5. Türkiye, Bosna Hersek’teki Yüksek Temsilci'nin olası değişikliğine ve bir Alman adayın gelmesine nasıl bakıyor?
Bosna-Hersek’te Dayton Barış Anlaşması çerçevesinde tesis edilmiş bulunan uluslararası gözetimin kaldırılması için belirlenmiş şartları içeren “5+2 Gündemi” tamamlanana kadar Yüksek Temsilcilik Ofisi’nin varlığının sürdürülmesi gerektiğini düşünüyoruz. Dolayısıyla, Yüksek Temsilci’nin kim olduğundan ziyade, Yüksek Temsilcilik Ofisi’nin Bosna-Hersek’in istikrarına katkıda bulunmaya yönelik çalışmalarının devamı önemlidir.
Diğer yandan, Christian Schmidt’in Yüksek Temsilcilik görevine gelmesi hususuna uzlaşma sağlanabildiği ölçüde olumlu bakıyoruz. Schmidt'in göreve gelmesi halinde, Avrupa ile entegre, barışçıl ve işler bir devlet yapısına sahip Bosna-Hersek hedefine yönelik çalışmalara katkı sağlamasını temenni ediyoruz.
Türkiye, Barış Uygulama Konseyi'nde önemli bir ülkedir. Dayton Anlaşmasına, olası anayasa değişikliklerine ve seçim yasasına nasıl bakıyorsunuz?
Ülkemiz Bosna-Hersek’in egemenliğine, siyasi birliğine ve toprak bütünlüğüne güçlü biçimde destek vermeye devam edecektir.
Bu temel prensipler çerçevesinde Bosna-Hersek’in gelişmesi ve ilerlemesi için atılacak tüm adımlar, Bosna-Hersek’in samimi bir dostu olarak ülkemiz tarafından memnuniyetler karşılanacaktır.
Dayton Barış Anlaşması, o günün şartlarında Bosna-Hersek’e (aslında hiçbir zaman yitirilmemiş olması gereken) barışı geri getirmiştir. Diğer yandan, gerektiğinde tüm tarafların mutabakatıyla bugünün şartlarına göre iyileştirmeye de açık olmalıdır.
Olası Anayasa değişiklikleri ve Seçim Kanunu değişiklikleri de, her şeyden önce Bosna-Hersek’in iç uzlaşısıyla hayata geçirmesi gereken hususlardır.
++++
Alıştırma koşulları.
a) Bosna-Hersek'e ilişkin metni iki cümleyle özetleyin.
b) Bosna-Hersek'e ilişkin metni kaldığı yerden sürdürün.
Veriler bu metinden bağımsız, ayrı bir malzemedir.

Derlenen veriler.
++++
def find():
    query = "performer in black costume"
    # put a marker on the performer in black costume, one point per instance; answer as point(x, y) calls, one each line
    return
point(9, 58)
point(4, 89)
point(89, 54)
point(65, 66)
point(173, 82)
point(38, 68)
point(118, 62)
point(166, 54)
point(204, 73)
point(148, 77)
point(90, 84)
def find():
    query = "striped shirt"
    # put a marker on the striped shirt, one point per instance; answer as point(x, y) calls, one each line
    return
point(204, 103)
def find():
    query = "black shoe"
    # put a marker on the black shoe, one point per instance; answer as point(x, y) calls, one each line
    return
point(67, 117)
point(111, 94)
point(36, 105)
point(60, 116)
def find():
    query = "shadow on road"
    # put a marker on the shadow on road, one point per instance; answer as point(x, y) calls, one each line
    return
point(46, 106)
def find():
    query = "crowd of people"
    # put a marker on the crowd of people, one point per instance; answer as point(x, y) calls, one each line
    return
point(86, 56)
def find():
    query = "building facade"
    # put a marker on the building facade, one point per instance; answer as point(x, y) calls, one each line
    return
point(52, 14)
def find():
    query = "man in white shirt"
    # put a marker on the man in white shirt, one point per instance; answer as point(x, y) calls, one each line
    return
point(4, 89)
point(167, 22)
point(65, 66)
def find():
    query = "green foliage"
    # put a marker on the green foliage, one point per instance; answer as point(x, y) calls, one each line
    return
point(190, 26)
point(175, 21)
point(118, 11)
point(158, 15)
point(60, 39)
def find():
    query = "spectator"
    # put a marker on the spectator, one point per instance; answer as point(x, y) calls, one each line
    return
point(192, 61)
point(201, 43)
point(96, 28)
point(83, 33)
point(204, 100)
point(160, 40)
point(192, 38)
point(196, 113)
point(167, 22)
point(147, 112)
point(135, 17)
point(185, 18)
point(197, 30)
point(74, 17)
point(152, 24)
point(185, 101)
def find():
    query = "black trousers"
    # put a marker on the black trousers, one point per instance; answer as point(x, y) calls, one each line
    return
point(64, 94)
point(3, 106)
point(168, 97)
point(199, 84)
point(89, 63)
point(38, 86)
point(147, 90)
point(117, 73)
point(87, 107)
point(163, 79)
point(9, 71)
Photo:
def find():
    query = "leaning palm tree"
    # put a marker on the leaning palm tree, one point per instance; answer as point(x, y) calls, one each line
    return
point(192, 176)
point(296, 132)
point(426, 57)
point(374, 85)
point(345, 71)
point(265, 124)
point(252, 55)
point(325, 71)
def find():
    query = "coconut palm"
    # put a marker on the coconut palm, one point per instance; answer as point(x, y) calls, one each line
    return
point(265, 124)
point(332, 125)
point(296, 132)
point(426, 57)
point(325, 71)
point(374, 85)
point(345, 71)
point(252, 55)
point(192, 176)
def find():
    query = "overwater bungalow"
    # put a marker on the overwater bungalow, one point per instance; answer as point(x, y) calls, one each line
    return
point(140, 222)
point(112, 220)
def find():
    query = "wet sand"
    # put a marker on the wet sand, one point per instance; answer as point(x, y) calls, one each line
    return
++++
Görev yanıtları.
a) Türkiye, 5+2 Gündemi tamamlanana kadar Yüksek Temsilcilik Ofisi'nin varlığının sürdürülmesi gerektiğini düşünüyor ve uzlaşma sağlanabildiği ölçüde Christian Schmidt'in bu göreve gelmesine olumlu bakıyor. Türkiye, Bosna-Hersek'in egemenliğine, siyasi birliğine ve toprak bütünlüğüne desteğini sürdüreceğini belirtiyor; ayrıca Dayton Barış Anlaşması'nın tüm tarafların mutabakatıyla iyileştirmeye açık olması, anayasa ve seçim kanunu değişikliklerinin de Bosna-Hersek'in iç uzlaşısıyla hayata geçirilmesi gerektiğini vurguluyor.

b)
Biz gerek Barışı Uygulama Konseyi Yönetim Kurulu’nun bir üyesi olarak, gerekse bölge ülkesi olarak bu alanlarda yapılacak değişiklikleri Bosna-Hersek’in gelişmesine, ülkedeki uzlaşıya, demokratik kurumların işlerliğine ve istikrara katkıda bulunacağı ölçüde tabiatıyla destekler, bunlara olumlu bakarız.
Türkiye Bosna Hersek’e ve Balkanlar'a nasıl yardım edebilir?
Türkiye, dış politika gündemindeki tüm meselelerde benimsediği, sorumluluk sahibi, insan odaklı, vicdani ve ilkeli tutumu salgın koşullarında dünya milletlerine yardım konusunda da benimsemiştir; bu kapsayıcı bakış açısıyla salgın sürecinde dünyanın dört bir yanından aldığımız yardım taleplerini imkanlarımız ölçüsünde karşılamaya çalıştık.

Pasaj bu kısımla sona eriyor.